_Exercise description_. Retype each of the following lines with no changes at all.

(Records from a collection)
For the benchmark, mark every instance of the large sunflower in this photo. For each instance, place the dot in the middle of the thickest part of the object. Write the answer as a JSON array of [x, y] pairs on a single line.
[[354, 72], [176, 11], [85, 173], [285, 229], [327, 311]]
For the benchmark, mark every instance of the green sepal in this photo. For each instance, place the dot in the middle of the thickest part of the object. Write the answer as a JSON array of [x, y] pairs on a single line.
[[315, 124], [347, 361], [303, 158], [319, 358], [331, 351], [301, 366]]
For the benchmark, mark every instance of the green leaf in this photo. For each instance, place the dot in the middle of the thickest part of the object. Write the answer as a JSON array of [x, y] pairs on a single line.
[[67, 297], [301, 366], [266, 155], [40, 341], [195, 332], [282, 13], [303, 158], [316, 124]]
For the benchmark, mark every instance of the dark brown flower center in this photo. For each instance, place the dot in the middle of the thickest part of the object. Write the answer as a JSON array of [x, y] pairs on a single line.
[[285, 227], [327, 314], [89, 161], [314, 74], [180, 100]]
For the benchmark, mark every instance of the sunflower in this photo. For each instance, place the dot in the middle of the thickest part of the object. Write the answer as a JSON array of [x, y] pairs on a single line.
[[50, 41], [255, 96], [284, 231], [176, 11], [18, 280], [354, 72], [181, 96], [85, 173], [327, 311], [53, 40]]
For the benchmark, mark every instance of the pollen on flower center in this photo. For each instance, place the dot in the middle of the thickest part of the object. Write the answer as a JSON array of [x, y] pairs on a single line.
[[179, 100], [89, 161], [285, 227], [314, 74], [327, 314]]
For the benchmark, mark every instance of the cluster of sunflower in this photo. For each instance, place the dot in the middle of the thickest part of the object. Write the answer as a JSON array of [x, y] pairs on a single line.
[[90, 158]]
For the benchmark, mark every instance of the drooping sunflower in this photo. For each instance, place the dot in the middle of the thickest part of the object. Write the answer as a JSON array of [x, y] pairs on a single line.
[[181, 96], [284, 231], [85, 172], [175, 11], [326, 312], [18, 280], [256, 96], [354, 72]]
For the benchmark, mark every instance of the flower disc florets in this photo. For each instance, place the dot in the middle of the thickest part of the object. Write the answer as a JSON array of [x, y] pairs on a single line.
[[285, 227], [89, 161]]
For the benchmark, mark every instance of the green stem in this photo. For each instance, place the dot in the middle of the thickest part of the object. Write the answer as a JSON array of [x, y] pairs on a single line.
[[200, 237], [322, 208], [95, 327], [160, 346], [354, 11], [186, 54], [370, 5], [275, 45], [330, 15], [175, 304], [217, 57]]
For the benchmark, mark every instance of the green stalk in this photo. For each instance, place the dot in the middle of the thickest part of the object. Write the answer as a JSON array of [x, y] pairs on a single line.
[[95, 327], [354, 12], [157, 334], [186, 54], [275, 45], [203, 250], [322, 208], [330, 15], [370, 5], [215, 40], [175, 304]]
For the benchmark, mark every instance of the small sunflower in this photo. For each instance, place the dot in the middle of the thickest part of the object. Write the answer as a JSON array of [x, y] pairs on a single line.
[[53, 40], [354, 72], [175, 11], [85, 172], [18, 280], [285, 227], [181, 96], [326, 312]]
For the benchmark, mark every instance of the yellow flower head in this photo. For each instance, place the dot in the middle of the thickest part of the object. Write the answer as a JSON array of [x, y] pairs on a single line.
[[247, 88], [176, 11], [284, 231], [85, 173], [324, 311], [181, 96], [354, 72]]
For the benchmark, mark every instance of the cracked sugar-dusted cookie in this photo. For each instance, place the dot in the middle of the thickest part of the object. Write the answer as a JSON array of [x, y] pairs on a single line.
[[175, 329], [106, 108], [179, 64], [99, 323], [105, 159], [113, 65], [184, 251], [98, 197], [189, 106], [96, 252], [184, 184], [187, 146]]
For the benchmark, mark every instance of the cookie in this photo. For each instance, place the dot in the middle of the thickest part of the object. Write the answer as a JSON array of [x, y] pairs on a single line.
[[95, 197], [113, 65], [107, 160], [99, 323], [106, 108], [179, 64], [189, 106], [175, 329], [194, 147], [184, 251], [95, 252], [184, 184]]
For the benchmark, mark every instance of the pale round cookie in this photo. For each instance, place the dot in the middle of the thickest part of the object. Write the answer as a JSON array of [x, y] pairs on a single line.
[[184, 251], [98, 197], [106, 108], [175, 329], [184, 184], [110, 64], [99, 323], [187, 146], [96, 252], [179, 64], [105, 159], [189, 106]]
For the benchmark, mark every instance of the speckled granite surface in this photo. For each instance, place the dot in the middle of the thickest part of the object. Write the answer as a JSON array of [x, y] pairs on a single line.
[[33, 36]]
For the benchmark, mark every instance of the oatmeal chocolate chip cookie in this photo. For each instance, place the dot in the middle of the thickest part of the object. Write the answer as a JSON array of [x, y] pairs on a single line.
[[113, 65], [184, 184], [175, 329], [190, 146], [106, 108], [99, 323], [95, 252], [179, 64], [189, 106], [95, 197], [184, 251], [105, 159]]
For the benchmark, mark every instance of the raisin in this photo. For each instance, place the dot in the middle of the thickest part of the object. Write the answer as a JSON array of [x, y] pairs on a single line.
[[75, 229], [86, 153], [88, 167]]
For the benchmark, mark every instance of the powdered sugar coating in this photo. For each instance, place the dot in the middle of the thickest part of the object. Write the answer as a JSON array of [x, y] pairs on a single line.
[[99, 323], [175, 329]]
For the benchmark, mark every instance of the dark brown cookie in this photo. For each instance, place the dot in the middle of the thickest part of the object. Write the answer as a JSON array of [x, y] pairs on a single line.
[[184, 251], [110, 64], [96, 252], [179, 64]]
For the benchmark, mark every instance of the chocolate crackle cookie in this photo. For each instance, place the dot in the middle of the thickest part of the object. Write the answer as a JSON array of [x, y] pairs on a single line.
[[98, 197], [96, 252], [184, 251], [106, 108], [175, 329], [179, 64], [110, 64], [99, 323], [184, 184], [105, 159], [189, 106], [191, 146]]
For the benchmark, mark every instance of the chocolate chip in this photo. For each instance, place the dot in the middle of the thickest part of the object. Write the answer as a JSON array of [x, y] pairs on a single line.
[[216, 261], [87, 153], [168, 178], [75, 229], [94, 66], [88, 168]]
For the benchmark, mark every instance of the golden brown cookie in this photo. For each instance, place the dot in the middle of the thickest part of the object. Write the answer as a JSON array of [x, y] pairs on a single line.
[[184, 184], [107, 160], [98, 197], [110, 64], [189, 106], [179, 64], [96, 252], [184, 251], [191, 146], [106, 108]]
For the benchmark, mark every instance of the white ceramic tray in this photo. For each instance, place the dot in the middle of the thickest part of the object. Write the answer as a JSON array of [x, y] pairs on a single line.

_Result for this exercise_.
For the benchmark, mark every instance of the large sunflower in this photo. For each instance, place the dot in the middle of the thickest part of the object. Write the answer as a JSON array of [x, y] pairs on a single line.
[[354, 72], [176, 11], [85, 173], [285, 229], [327, 311]]
For the benchmark, mark every instance of the green sepal in this photo. For each instance, place the dot in the middle of the thickest part of the object. Write the answer as a JSON array of [x, y] pairs on a single line.
[[315, 124], [347, 361], [303, 158], [319, 358], [331, 351], [301, 366]]
For the benchmark, mark every instance of the green leaf in this photo. For each instance, place the dot in the middle of the thickest part of the object. Write the answer as a JSON array of [x, y] pairs on a single line.
[[67, 297], [301, 366], [266, 155], [40, 341], [195, 332], [282, 13], [303, 158], [316, 124]]
For the benchmark, mark every instance of the dark brown flower center in this photo. For each instance, place the dot in the middle of the thickest part of the object. Write the answer as a JSON array of [x, y] pairs on a single line.
[[285, 227], [327, 314], [89, 161], [314, 74], [180, 100]]
For the benchmark, mark every instance of the sunflower in this photo. For each instance, place the dot in the middle of the thickest part of the object. Write the answer as a JSON array of [x, y] pairs on a single line.
[[50, 41], [255, 96], [284, 231], [176, 11], [18, 280], [354, 72], [181, 96], [85, 173], [327, 311], [53, 40]]
For the benchmark, mark every instance of the pollen on flower center in this photo. For each instance, place the dot in the middle of the thickest part of the object. Write the answer as a JSON array of [x, y] pairs on a single line.
[[179, 100], [89, 161], [285, 227], [314, 74], [327, 314]]
For the benchmark, mark every instance of the cluster of sunflower in this photo. For each instance, place the dot in the middle of the thickest part of the object. Write the answer as a JSON array of [x, y] pairs on a single line.
[[90, 158]]
For the benchmark, mark every instance of the drooping sunflower in this photo. For each instance, place the dot in the middle of the thickest part of the object. Write the answer as a JSON array of [x, y] pairs on a single line.
[[181, 96], [284, 231], [85, 172], [175, 11], [326, 312], [18, 280], [256, 96], [354, 72]]
For the benchmark, mark every instance of the flower disc florets in this photo. For each instance, place the dot in the middle of the thickest part of the object. Write the answer as a JSON array of [x, y] pairs on a single line.
[[285, 227], [89, 161]]
For the benchmark, mark every instance of the green stem in this photo. For each instance, place the dot in the middle of the thickest part of the object. Write the answer as a JSON array of [x, y] pairs on a single line.
[[200, 237], [322, 208], [95, 327], [160, 346], [354, 11], [186, 54], [370, 5], [275, 45], [330, 15], [175, 304], [217, 57]]
For the benchmark, mark every instance of the green stalk in this photo. For each instance, place the dot in the middle of the thickest part of the object. Write the answer as a JSON array of [x, y] pairs on a single line.
[[95, 327], [354, 12], [157, 334], [186, 54], [275, 45], [203, 250], [322, 208], [330, 15], [370, 5], [215, 40], [175, 304]]
For the benchmark, mark every instance of the small sunflower in this photo. For each instance, place the dot in the middle of the thickest part of the object. Write the answer as a JSON array of [x, y] pairs on a single line.
[[53, 40], [354, 72], [175, 11], [85, 172], [18, 280], [285, 227], [181, 96], [326, 312]]
For the benchmark, mark every instance of the yellow flower head in this photo. For each instance, place the dot in the middle of the thickest part of the object. Write the answer as a JSON array of [x, y] pairs on a single line.
[[247, 88], [176, 11], [284, 231], [85, 173], [324, 311], [181, 96], [354, 72]]
For the benchmark, mark every instance of the cracked sugar-dusted cookie in this photo. For each instance, place the dot in the middle of the thickest part of the object. Write the answer as a JSON array of [x, y] pairs on a single line.
[[175, 329], [106, 108], [179, 64], [99, 323], [105, 159], [113, 65], [184, 251], [98, 197], [189, 106], [96, 252], [184, 184], [187, 146]]
For the benchmark, mark every instance of the cookie in this photo. For each instance, place the dot in the middle of the thickest part of the object. Write the answer as a JSON array of [x, y] pairs on a single line.
[[95, 197], [113, 65], [107, 160], [99, 323], [106, 108], [179, 64], [189, 106], [175, 329], [194, 147], [184, 251], [95, 252], [184, 184]]
For the benchmark, mark every instance of the pale round cookie in this photo. For each instance, place the dot in the middle of the thickest part of the object. Write the answer as a JSON array of [x, y] pairs on a single line.
[[184, 251], [98, 197], [106, 108], [175, 329], [184, 184], [110, 64], [99, 323], [187, 146], [96, 252], [179, 64], [105, 159], [189, 106]]
For the benchmark, mark every instance of the speckled granite surface in this photo. For each instance, place the dot in the middle of the thickest part of the object. Write the answer as a JSON array of [x, y] pairs on a single line.
[[33, 36]]
For the benchmark, mark every instance of the oatmeal chocolate chip cookie in this photo. For each instance, place the dot in the middle of the thickest part of the object. Write the answer as a JSON array of [x, y] pairs on a single line.
[[113, 65], [184, 184], [175, 329], [190, 146], [106, 108], [99, 323], [95, 252], [179, 64], [189, 106], [95, 197], [184, 251], [105, 159]]
For the benchmark, mark every instance of the raisin in this photo. For each instance, place the dot in the middle of the thickest part of the object. Write the answer as a JSON array of [x, y] pairs on a single line.
[[75, 229], [86, 153], [88, 167]]
For the benchmark, mark every instance of the powdered sugar coating in this photo. For each instance, place the dot in the middle of the thickest part of the object. Write the answer as a JSON array of [x, y] pairs on a single line.
[[99, 323], [175, 329]]
For the benchmark, mark every instance of the dark brown cookie in this photo. For each instance, place the dot in the middle of the thickest part of the object. Write the answer as a JSON array of [x, y] pairs on a single line.
[[184, 251], [110, 64], [96, 252], [179, 64]]
For the benchmark, mark every instance of the chocolate crackle cookie in this photo. For each instance, place the dot in the middle of the thickest part of the object. Write the answer as a JSON array of [x, y] pairs on a single line.
[[98, 197], [96, 252], [184, 251], [106, 108], [175, 329], [179, 64], [110, 64], [99, 323], [184, 184], [105, 159], [189, 106], [191, 146]]
For the benchmark, mark every instance of the chocolate chip in this photo. For each instance, place the dot in the middle of the thickest part of the object. Write the answer as a JSON array of [x, y] pairs on a single line.
[[216, 261], [87, 153], [168, 178], [75, 229], [94, 66], [88, 168]]
For the benchmark, mark every instance of the golden brown cookie in this photo. For each instance, place the dot in the middle of the thickest part of the object. Write the answer as a JSON array of [x, y] pairs on a single line.
[[184, 184], [107, 160], [98, 197], [110, 64], [189, 106], [179, 64], [96, 252], [184, 251], [191, 146], [106, 108]]
For the benchmark, mark every instance of the white ceramic tray in this photo. For each instance, place the dot in the middle of the thickest part of the object. Write the answer as a JSON array of [x, y] pairs on a single line.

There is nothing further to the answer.